[start of PROVIDED ENTRIES]

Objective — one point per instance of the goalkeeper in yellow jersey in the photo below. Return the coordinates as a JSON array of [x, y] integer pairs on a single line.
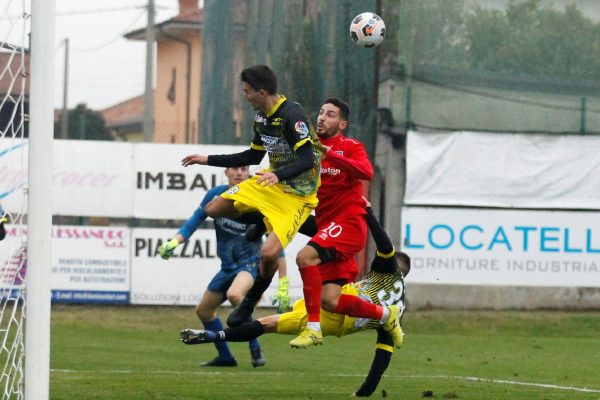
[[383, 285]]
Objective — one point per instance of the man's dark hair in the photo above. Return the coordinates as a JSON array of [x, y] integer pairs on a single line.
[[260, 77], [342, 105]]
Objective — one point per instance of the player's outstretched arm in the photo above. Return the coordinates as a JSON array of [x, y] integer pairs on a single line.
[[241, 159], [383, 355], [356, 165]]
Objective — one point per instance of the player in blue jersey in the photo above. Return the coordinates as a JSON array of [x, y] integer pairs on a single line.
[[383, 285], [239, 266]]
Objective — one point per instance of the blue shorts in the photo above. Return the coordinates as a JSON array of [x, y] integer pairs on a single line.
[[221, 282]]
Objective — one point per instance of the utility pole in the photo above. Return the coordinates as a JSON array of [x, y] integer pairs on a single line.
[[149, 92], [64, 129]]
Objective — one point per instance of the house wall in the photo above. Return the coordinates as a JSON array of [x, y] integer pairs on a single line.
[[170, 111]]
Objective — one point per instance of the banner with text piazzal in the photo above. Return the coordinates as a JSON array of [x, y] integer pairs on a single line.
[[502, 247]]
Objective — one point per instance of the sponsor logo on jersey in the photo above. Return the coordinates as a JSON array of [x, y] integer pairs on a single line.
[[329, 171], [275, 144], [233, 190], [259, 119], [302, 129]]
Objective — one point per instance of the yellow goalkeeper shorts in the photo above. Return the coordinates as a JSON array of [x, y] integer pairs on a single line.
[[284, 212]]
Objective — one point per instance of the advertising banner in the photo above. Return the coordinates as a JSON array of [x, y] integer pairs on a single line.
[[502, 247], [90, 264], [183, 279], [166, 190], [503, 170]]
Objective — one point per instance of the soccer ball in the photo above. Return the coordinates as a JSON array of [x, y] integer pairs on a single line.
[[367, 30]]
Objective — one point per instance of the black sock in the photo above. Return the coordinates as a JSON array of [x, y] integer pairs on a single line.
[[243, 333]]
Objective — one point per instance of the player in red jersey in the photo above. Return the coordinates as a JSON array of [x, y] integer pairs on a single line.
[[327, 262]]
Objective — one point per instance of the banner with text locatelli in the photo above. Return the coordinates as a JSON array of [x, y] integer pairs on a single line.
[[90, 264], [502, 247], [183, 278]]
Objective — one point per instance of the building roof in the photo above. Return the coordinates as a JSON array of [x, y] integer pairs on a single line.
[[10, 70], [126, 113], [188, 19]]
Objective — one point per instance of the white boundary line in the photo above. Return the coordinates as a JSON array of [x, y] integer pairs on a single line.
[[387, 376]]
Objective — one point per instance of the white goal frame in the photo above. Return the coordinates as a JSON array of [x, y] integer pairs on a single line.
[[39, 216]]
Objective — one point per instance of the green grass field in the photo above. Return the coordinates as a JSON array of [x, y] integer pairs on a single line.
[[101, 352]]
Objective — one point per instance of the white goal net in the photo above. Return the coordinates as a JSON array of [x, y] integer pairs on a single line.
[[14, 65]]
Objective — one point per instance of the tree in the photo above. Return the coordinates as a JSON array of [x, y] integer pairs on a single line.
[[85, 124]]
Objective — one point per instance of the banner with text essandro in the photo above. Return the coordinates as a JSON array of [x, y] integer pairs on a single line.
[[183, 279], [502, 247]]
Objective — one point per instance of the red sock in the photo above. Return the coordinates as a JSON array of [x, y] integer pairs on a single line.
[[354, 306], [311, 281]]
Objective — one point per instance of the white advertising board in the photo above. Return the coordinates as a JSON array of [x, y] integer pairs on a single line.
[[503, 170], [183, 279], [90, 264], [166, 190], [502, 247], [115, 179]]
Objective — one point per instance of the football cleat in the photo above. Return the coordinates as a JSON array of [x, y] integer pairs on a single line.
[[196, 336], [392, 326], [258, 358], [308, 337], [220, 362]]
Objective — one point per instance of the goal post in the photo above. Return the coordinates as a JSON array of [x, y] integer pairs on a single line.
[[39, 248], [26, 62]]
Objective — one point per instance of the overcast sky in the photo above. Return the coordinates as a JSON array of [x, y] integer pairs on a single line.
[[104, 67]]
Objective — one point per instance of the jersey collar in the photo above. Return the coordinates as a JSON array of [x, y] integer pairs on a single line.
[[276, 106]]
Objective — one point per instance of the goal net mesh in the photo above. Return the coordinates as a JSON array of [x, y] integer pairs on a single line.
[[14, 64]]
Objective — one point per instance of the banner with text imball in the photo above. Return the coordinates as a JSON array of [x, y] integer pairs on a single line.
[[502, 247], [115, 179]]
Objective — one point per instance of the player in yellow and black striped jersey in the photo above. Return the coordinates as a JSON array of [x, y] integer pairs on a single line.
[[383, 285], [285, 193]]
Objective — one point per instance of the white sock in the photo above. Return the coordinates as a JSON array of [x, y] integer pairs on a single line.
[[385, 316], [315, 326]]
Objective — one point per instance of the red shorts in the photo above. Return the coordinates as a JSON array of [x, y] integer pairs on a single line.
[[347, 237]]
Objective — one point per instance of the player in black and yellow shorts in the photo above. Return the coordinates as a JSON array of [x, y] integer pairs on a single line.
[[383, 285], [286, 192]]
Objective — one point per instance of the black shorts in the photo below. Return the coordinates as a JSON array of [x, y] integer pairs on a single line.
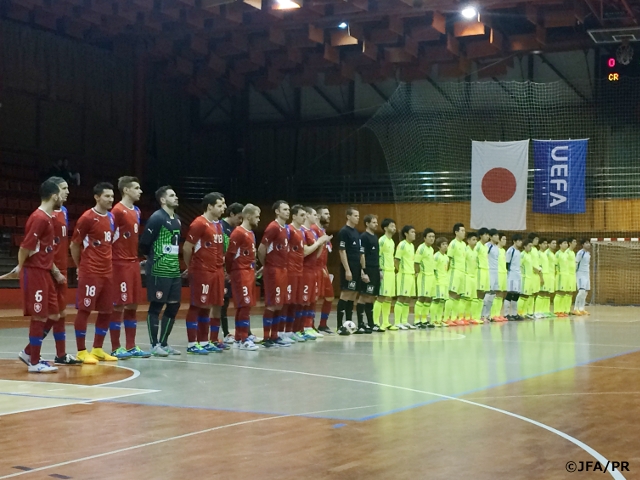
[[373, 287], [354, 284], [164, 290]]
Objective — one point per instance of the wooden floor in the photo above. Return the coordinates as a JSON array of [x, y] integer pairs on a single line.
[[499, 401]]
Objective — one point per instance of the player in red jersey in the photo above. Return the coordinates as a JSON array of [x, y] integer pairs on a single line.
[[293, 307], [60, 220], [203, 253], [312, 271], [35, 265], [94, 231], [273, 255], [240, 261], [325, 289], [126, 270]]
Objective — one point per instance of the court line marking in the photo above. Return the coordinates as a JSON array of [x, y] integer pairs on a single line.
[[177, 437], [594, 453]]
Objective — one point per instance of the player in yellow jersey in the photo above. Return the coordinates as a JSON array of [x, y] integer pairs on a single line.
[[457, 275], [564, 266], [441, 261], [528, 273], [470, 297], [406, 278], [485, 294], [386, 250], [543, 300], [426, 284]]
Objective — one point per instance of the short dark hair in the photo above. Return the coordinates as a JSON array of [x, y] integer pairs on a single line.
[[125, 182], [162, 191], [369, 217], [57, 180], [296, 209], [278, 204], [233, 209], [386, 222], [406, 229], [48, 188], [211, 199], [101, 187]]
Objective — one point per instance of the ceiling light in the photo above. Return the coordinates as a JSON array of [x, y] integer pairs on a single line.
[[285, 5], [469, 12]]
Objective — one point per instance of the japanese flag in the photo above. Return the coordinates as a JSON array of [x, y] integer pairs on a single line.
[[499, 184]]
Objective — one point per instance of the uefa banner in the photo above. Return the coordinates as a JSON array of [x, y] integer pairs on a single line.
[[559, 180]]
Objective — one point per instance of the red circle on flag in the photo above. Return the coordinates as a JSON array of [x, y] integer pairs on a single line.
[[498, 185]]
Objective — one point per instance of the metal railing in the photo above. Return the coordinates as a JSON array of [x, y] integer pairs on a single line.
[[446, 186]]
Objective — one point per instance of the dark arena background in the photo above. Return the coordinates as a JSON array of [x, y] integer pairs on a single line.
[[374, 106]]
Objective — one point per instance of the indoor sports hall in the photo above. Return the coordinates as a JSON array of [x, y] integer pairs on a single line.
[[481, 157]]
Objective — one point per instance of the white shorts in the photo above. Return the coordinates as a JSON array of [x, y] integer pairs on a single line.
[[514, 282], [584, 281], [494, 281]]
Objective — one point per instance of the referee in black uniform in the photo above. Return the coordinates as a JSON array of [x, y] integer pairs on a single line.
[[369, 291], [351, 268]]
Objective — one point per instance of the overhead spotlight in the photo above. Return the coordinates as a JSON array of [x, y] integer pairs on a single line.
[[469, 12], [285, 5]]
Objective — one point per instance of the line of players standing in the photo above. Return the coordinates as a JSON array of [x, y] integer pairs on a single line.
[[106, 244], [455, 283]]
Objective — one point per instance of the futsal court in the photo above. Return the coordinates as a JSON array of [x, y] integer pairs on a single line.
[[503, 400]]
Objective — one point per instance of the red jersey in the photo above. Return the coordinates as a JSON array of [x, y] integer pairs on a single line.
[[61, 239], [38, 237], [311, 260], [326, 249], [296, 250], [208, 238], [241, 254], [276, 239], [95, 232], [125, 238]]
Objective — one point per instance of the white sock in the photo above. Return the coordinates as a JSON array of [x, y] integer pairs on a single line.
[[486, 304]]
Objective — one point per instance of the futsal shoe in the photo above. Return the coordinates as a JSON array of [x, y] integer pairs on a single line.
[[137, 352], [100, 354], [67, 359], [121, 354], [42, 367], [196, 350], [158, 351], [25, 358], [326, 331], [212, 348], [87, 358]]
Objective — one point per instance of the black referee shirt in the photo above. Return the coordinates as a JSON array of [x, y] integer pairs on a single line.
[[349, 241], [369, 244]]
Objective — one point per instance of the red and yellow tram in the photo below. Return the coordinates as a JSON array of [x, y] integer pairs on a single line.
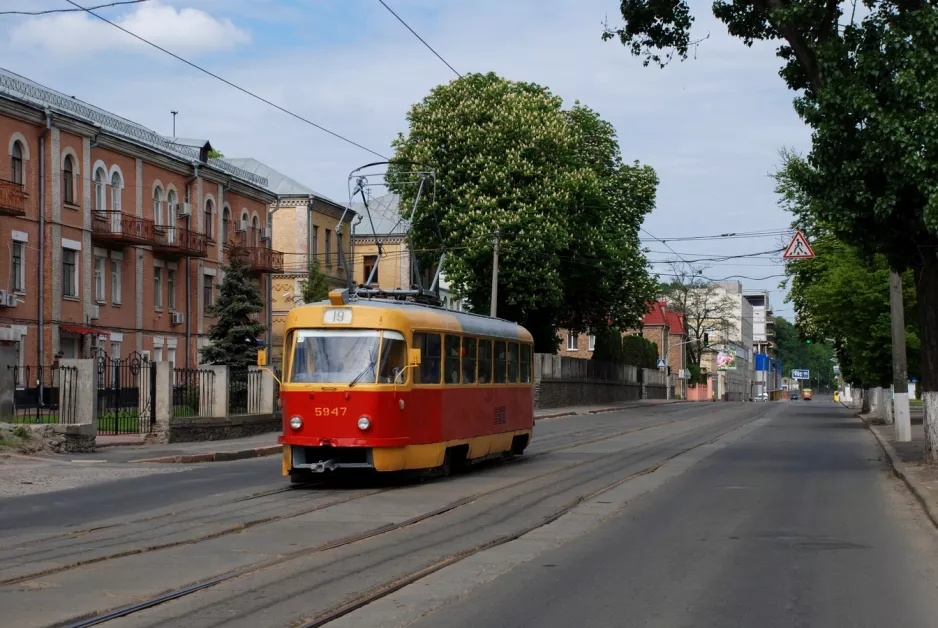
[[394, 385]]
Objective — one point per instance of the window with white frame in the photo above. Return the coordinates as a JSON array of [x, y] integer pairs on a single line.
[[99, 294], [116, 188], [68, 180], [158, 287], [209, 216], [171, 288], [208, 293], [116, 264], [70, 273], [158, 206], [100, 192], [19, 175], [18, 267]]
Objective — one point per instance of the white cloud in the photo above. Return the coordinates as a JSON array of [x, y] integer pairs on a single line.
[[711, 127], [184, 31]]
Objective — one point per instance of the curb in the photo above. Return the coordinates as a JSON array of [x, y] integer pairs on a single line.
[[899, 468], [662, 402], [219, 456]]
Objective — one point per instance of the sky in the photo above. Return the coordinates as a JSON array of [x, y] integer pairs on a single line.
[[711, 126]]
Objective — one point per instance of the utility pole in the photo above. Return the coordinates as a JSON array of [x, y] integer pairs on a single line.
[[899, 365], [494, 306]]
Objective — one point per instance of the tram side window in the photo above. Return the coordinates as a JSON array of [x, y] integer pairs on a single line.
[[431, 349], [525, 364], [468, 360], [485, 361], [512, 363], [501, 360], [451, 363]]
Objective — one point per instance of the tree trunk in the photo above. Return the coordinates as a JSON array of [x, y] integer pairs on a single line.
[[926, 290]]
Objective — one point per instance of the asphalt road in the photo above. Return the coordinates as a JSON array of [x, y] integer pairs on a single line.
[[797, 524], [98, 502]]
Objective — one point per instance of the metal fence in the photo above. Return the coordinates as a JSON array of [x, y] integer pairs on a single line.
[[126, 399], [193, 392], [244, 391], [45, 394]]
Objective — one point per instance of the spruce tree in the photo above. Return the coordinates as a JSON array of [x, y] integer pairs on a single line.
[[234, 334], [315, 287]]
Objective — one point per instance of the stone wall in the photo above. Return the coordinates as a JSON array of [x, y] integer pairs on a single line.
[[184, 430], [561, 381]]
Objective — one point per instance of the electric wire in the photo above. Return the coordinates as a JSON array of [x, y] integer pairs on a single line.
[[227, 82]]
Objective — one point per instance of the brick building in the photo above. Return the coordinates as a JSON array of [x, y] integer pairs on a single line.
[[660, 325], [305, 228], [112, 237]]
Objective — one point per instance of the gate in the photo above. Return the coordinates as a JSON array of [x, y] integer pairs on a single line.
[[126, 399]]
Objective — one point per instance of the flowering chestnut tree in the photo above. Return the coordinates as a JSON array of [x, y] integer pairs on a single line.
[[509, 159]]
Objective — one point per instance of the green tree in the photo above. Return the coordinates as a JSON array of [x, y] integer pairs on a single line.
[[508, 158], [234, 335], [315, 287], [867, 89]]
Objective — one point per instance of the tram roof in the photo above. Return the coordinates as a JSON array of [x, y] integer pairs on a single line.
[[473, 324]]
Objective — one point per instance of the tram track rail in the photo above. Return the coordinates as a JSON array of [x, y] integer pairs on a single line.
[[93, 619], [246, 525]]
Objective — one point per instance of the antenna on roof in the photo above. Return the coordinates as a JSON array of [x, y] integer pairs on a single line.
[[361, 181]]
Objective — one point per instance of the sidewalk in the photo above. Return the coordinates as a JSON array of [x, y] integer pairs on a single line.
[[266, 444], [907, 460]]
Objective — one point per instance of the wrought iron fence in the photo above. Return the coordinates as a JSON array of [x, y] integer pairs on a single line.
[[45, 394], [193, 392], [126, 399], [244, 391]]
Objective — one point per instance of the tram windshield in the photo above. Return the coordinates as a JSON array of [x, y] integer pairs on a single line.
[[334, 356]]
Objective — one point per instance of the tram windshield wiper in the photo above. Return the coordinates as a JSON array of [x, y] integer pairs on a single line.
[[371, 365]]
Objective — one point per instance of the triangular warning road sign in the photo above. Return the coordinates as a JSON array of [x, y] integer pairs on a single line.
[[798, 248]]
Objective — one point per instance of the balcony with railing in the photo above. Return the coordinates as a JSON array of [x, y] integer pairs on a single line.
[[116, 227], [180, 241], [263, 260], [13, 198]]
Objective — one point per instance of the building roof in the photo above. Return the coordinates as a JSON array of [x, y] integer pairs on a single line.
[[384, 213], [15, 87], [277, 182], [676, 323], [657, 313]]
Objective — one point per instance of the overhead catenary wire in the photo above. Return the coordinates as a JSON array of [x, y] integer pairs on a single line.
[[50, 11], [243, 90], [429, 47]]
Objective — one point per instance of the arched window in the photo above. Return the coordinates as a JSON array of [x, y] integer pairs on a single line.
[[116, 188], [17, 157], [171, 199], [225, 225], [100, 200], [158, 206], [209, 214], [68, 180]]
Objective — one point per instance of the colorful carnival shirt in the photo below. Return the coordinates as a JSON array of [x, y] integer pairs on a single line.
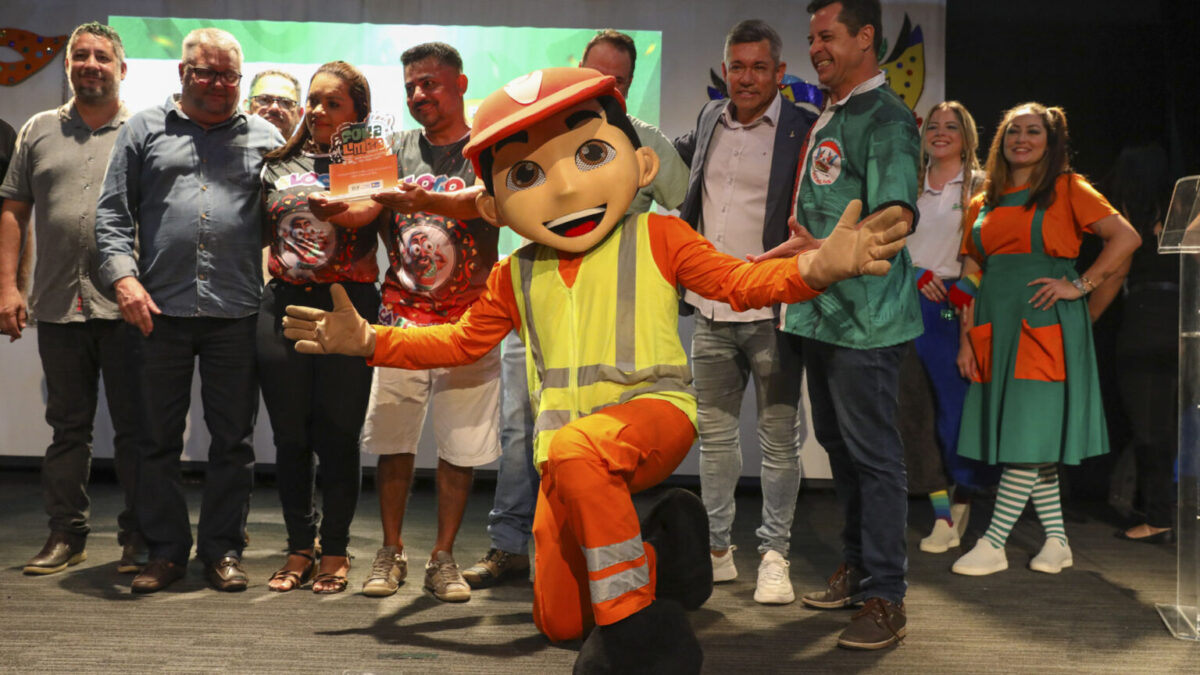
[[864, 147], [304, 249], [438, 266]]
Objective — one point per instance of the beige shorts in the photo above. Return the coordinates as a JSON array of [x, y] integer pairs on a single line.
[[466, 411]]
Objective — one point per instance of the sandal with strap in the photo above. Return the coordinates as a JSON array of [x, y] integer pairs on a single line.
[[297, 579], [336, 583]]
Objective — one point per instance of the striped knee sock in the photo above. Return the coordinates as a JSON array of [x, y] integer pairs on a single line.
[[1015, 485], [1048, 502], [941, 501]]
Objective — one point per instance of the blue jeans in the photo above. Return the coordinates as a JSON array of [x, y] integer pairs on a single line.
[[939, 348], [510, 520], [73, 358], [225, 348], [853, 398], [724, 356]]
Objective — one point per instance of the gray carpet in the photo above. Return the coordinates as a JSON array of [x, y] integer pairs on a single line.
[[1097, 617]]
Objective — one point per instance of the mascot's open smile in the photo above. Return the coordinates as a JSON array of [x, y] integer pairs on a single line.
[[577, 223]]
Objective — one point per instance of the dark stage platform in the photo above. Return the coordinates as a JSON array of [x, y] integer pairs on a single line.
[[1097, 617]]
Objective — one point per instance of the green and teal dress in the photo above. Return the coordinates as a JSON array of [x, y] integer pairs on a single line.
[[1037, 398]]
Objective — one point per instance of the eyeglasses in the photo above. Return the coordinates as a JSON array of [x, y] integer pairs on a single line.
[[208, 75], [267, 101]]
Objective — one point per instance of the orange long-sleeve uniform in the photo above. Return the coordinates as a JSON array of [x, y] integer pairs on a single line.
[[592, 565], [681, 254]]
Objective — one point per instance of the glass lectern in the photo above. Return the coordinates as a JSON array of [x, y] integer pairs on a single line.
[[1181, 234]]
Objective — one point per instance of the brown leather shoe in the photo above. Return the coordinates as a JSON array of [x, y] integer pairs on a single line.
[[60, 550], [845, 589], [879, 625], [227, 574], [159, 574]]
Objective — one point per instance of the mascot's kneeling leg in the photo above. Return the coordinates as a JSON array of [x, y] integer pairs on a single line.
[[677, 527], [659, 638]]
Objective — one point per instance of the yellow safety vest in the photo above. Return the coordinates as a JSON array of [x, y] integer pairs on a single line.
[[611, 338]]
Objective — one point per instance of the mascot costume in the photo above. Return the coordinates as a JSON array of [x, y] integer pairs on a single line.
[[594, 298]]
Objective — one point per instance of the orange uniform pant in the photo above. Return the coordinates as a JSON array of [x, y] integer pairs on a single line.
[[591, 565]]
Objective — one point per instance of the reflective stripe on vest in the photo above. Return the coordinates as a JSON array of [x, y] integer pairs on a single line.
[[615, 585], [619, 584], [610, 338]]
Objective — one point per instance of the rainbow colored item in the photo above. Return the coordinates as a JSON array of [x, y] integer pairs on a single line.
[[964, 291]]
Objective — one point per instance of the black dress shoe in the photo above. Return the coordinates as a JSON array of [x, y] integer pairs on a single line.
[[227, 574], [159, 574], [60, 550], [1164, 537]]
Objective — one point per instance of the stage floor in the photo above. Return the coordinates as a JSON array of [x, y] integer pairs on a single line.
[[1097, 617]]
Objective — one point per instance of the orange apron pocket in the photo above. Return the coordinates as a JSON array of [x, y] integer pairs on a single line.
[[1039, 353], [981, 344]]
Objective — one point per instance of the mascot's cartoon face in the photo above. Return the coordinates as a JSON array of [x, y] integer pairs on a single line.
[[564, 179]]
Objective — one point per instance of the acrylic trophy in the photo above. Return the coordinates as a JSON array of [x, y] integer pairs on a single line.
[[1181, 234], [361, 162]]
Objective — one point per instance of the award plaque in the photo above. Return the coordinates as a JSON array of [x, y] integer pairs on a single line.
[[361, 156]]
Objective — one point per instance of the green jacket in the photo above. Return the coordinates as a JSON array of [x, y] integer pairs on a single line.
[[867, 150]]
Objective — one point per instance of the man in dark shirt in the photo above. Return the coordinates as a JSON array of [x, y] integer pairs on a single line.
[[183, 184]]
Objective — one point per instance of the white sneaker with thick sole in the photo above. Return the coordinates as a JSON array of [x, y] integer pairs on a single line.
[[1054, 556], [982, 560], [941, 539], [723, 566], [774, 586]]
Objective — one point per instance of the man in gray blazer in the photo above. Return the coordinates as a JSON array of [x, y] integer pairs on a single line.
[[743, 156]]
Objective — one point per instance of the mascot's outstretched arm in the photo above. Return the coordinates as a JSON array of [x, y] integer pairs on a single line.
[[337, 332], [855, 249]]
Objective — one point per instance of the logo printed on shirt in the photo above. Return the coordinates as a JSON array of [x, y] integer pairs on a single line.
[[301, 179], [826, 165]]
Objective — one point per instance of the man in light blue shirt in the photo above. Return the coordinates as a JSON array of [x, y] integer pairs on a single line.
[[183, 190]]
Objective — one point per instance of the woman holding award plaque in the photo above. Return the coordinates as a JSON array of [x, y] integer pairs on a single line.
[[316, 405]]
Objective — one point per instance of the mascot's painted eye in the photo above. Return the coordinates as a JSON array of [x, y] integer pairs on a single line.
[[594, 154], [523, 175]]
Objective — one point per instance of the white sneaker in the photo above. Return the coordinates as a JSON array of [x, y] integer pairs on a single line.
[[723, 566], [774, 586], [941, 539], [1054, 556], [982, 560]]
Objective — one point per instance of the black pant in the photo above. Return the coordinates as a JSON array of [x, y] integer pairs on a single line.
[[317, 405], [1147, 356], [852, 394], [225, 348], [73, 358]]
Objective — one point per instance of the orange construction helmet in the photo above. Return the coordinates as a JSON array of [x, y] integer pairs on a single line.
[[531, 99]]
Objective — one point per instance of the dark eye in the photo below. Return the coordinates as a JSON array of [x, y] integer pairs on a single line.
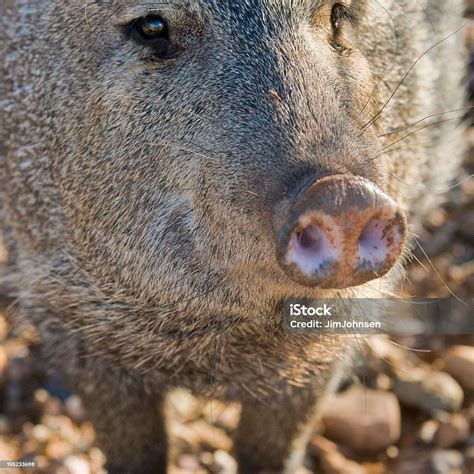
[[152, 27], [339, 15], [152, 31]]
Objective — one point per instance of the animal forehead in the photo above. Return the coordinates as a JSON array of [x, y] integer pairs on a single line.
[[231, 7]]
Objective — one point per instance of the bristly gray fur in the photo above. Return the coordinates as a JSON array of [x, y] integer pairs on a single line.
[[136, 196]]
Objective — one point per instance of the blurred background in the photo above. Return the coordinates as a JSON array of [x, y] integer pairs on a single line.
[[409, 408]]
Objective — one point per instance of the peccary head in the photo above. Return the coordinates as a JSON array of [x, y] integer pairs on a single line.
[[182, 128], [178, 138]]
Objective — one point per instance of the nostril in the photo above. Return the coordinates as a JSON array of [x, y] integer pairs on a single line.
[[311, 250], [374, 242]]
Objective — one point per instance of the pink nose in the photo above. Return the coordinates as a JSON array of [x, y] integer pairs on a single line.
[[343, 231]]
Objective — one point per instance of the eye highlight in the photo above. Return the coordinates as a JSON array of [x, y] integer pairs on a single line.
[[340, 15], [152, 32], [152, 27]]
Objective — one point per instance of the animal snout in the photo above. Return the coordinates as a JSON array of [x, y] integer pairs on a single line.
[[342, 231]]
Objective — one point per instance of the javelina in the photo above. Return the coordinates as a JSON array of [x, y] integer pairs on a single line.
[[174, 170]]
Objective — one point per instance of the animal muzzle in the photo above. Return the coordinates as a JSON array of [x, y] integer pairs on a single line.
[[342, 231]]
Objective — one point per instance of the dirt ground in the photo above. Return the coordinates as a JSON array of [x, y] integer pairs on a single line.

[end of PROVIDED ENTRIES]

→ THE REQUEST: List the lines from the one containing "Objective — one point per instance of the animal muzzle" through the end of the records, inclusive, as a numbered list with blank lines omitted.

→ RESPONSE TO THIS TASK:
1. Objective — one point per instance of the animal muzzle in the photo above. Return the coordinates as a JSON array of [x, y] integer pairs on a single line.
2. [[342, 231]]
3. Objective — one point per instance of the dirt ground in the photo above. Return the coordinates as a JSON array of [x, y] integer pairs on a single line.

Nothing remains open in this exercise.